- DIRECTION 1 -
Repeat the rows word for word, starting with the first line of the rows and going on through the line that contains "xmin=0 ymin=244 xmax=68 ymax=271".

-- START OF READING PASSAGE --

KDE Wayland is an epilepsy inducing flickerfest with my Nvidia GPU, so it's off limits until they fix it. Games usually run fine on X11, but one exception I noticed is Noita, it runs like crap on X11, and runs great on Wayland for some reason.
Plasma 6 fixed a lot of issues I had with Wayland, mostly multi monitor, but I've been using it since steam on X11 would cause your entire desktop environment to freeze up consistently every time. I read it was because steam was constantly pinging your display ports to see if there was another monitor connected, but I don't know how true that is. Moving to Wayland fixed that probably because of xwayland
Used it for the last few years. X just doesn't work right with multiple monitors of different resolution.
I've been using it since Plasma 6 came out so about 3-4 weeks.
Overall, it's been a very negative experience for me. The main problems have been:
- Random scaling issues in apps: some apps show a slightly smaller cursor, other show a poorly upscaled one, others have random rendering issues like lines remaining on the screen after an option is no longer highlighted (gimp, libreoffice, many others), some apps have random flickering of parts of the UI, some apps no longer scale at all or are scaled twice. Plasmashell itself has blurry icons on the desktop but all other KDE apps don't. I know fractional scaling has always been problematic, but it has gotten worse to the point of being almost unusable
- Random crashes of GTK apps when using the wayland backend. Some GTK apps don't even start and segfault immediately with a wayland error in the terminal
- Some apps like okular and libreoffice lag like crazy or outright freeze when scrolling
- Some games not capturing the cursor properly (Proton)
- Inconsistent font rendering, some fonts look fine in some apps and atrocious in others
- Issues when resizing or moving windows, some times they "jerk" off the screen or resize to a very tiny window and I'm forced to use key combinations to resize them again
- Random issues with window decoration not appearing in some apps but randomy appearing for things like context menus
This is on a full AMD system with Arch Linux, the latest kernel and mesa-git. I hope for KDE's sake that there's something broken in my installation because I can't believe the KDE team released Plasma 6 in this sorry state.
I haven't run KDE 6 but on Kubuntu with the last LTS 5.27 release, I don't have any of those issues also on a fully AMD system
You know, some personal anecdote here but Arch is a really shitty distro when it comes to subtle, hard to detect, system config breakage so maybe there's something wrong somewhere in the system?
Give it a try with another distro like Debian or something and see if the issues happen there
And if they do, for the love of fuck FILE BUG REPORTS! The only reason we're here today is because people who got annoyed at shit filed bug reports for it
I use it with gnome on nixos without any problems AFAICT. Had the explicit sync issue with Nvidia initially but I ended up buying an rx6800 to use as the host GPU when I set up win11 with KVM. Been completely fine since.
I'll probably make the jump when Plasma 6.1 releases with their "real, fake session restore" functionality, was hoping that would make it in to Plasma 6, and I am daily driving Wayland on my laptop now, but I kinda need my programs (or at least file managers and terminal windows) to re-open the way they were between reboots.
Thanks to kscreen-doctor, I've been able to port most of my desktop scripts that I use for managing my multiple monitors to work on Wayland, and krdc/krfb have been a decent enough replacement for x11vnc or x2go for accessing the desktop on my home server/NAS remotely (I know, desktops on servers are considered sacrilege, but for me it's been useful too many times to get rid of at this point).

-- END OF READING PASSAGE --

- DIRECTION 2 -
List every Linux distribution named in the discussion of KDE on Wayland.

-- START OF EXERCISE INPUT --

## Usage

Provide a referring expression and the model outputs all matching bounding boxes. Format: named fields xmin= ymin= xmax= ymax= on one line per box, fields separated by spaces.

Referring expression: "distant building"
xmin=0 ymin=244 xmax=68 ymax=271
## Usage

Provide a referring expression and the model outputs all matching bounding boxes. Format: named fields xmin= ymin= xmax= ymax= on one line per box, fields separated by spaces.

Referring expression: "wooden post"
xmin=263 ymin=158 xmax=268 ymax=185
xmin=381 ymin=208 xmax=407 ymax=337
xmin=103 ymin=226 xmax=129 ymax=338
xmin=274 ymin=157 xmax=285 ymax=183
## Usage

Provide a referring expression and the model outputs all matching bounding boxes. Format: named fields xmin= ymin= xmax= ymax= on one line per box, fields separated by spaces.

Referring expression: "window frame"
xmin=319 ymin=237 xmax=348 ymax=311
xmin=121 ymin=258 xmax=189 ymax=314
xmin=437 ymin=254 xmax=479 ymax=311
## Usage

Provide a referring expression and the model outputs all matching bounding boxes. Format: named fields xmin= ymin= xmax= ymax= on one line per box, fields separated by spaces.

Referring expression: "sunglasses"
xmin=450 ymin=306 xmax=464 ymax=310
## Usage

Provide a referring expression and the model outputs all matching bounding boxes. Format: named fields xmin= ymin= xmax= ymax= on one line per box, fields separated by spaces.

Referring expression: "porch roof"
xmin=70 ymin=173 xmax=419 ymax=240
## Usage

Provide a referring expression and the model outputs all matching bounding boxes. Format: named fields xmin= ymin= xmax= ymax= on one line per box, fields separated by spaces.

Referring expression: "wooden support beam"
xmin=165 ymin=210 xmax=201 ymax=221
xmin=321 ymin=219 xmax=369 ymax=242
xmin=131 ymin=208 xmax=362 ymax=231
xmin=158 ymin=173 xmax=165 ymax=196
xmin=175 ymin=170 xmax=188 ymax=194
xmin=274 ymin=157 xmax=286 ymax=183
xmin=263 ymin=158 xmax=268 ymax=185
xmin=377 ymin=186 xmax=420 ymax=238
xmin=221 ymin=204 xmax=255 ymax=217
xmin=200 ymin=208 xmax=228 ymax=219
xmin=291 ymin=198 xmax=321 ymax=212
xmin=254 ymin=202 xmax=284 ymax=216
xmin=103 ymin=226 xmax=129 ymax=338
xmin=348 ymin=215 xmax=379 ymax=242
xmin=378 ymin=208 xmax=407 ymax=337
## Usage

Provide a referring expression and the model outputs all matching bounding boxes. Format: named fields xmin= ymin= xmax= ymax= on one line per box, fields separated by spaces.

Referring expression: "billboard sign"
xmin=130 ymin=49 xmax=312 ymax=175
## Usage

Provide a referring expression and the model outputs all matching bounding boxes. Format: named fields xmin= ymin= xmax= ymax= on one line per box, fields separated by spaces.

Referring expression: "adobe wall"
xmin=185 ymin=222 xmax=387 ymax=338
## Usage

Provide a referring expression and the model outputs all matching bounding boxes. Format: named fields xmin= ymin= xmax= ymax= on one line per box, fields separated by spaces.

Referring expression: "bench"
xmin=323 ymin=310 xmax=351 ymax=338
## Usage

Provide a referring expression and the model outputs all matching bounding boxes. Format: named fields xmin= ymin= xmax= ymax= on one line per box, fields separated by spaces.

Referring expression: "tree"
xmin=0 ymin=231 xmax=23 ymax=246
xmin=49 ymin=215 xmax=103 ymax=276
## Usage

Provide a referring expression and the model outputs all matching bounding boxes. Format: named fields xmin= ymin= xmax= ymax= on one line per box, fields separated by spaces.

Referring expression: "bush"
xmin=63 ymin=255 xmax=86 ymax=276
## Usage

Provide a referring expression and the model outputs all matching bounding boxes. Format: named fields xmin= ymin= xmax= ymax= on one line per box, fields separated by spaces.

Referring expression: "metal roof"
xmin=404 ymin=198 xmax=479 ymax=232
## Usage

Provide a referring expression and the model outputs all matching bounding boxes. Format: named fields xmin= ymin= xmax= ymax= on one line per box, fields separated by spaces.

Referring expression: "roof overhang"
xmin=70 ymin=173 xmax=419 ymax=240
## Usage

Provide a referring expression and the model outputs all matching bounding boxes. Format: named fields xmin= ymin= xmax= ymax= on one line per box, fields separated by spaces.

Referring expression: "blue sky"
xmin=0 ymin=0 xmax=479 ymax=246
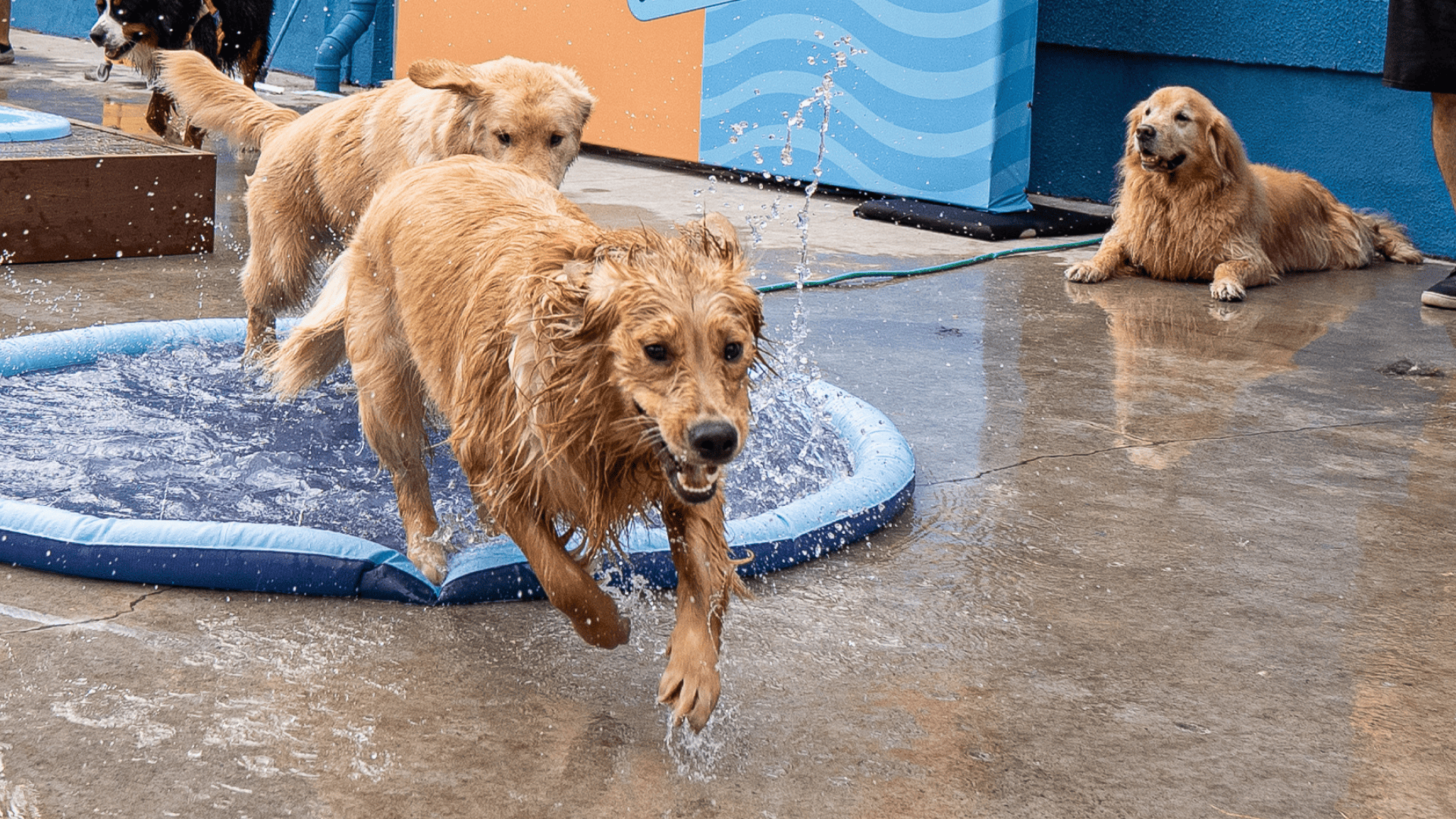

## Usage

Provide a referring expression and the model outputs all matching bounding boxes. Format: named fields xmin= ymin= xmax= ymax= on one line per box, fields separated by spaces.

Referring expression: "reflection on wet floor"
xmin=1065 ymin=275 xmax=1376 ymax=469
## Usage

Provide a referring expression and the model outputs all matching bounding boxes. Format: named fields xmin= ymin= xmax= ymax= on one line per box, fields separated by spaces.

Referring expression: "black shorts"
xmin=1385 ymin=0 xmax=1456 ymax=93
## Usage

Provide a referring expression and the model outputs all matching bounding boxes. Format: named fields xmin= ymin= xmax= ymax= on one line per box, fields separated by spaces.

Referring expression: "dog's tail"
xmin=1356 ymin=213 xmax=1426 ymax=264
xmin=265 ymin=251 xmax=350 ymax=400
xmin=157 ymin=49 xmax=299 ymax=149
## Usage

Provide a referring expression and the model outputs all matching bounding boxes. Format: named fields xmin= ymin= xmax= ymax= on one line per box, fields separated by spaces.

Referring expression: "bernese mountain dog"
xmin=90 ymin=0 xmax=274 ymax=147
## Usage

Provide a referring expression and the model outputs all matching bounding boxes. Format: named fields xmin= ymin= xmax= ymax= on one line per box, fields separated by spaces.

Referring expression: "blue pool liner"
xmin=0 ymin=319 xmax=915 ymax=605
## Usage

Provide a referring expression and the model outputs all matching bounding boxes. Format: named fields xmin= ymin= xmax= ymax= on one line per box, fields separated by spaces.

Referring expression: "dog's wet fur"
xmin=1065 ymin=86 xmax=1421 ymax=302
xmin=268 ymin=156 xmax=763 ymax=730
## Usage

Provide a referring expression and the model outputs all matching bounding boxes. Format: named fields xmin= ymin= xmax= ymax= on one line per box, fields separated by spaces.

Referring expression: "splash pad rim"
xmin=0 ymin=319 xmax=915 ymax=605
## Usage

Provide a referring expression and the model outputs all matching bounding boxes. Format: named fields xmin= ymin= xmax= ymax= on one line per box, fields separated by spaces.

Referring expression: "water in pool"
xmin=0 ymin=343 xmax=852 ymax=549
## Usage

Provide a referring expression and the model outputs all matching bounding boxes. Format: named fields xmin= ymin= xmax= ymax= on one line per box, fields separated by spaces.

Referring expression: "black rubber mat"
xmin=855 ymin=196 xmax=1112 ymax=240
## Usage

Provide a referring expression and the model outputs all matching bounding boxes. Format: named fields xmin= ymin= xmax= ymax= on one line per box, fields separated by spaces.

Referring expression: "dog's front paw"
xmin=1065 ymin=261 xmax=1111 ymax=284
xmin=1209 ymin=278 xmax=1244 ymax=302
xmin=657 ymin=632 xmax=720 ymax=733
xmin=406 ymin=538 xmax=446 ymax=586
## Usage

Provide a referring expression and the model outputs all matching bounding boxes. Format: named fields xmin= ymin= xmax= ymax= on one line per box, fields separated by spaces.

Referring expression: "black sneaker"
xmin=1421 ymin=270 xmax=1456 ymax=310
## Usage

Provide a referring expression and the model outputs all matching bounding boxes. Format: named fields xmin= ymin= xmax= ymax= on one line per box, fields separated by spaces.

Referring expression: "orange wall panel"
xmin=394 ymin=0 xmax=703 ymax=162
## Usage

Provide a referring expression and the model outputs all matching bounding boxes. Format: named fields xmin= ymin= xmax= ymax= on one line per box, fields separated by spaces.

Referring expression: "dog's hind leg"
xmin=494 ymin=507 xmax=632 ymax=648
xmin=347 ymin=316 xmax=446 ymax=585
xmin=657 ymin=495 xmax=745 ymax=732
xmin=240 ymin=187 xmax=328 ymax=354
xmin=1356 ymin=213 xmax=1426 ymax=264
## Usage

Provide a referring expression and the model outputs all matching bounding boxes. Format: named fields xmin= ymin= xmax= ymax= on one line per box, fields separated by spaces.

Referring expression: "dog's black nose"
xmin=687 ymin=421 xmax=738 ymax=463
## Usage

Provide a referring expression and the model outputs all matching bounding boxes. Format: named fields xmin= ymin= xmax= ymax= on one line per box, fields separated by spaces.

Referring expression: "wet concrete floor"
xmin=0 ymin=32 xmax=1456 ymax=819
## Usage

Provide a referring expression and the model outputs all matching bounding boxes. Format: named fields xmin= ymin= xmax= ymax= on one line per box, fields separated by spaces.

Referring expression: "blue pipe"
xmin=313 ymin=0 xmax=378 ymax=93
xmin=258 ymin=0 xmax=303 ymax=80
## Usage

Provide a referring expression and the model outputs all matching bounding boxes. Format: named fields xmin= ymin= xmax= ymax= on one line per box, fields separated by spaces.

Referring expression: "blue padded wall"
xmin=701 ymin=0 xmax=1037 ymax=212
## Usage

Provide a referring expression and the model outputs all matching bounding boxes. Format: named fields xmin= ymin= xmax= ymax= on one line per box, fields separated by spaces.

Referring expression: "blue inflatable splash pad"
xmin=0 ymin=319 xmax=915 ymax=604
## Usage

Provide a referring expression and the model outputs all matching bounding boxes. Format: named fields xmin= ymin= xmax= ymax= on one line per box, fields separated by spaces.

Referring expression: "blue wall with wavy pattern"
xmin=701 ymin=0 xmax=1037 ymax=212
xmin=1029 ymin=0 xmax=1456 ymax=256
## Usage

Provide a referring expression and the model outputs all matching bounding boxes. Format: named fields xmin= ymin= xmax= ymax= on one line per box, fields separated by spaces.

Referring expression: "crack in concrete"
xmin=0 ymin=588 xmax=171 ymax=637
xmin=924 ymin=416 xmax=1456 ymax=487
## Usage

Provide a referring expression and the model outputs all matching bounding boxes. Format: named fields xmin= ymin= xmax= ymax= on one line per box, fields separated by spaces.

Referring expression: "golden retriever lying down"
xmin=1065 ymin=86 xmax=1421 ymax=302
xmin=268 ymin=156 xmax=763 ymax=730
xmin=158 ymin=51 xmax=595 ymax=351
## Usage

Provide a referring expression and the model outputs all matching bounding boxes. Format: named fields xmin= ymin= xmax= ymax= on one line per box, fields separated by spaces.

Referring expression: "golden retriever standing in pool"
xmin=160 ymin=51 xmax=595 ymax=351
xmin=268 ymin=156 xmax=763 ymax=730
xmin=1065 ymin=86 xmax=1421 ymax=302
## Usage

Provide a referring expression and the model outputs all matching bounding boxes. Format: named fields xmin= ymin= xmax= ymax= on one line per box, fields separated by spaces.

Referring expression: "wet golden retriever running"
xmin=160 ymin=51 xmax=595 ymax=351
xmin=269 ymin=156 xmax=763 ymax=730
xmin=1065 ymin=86 xmax=1421 ymax=302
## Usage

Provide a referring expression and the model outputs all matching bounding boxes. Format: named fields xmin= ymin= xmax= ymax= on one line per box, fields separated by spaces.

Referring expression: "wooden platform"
xmin=0 ymin=105 xmax=217 ymax=264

-- END OF EXERCISE INPUT --

- TASK RESPONSE 1 -
## Usage

Provide a referring expression and the model outputs all matching bounding boxes. Format: named fields xmin= ymin= xmax= ymax= on one line per box, fields separated by spaces.

Referring expression: "distant building"
xmin=0 ymin=244 xmax=68 ymax=271

- TASK RESPONSE 2 -
Arch Linux, Kubuntu, Debian, nixos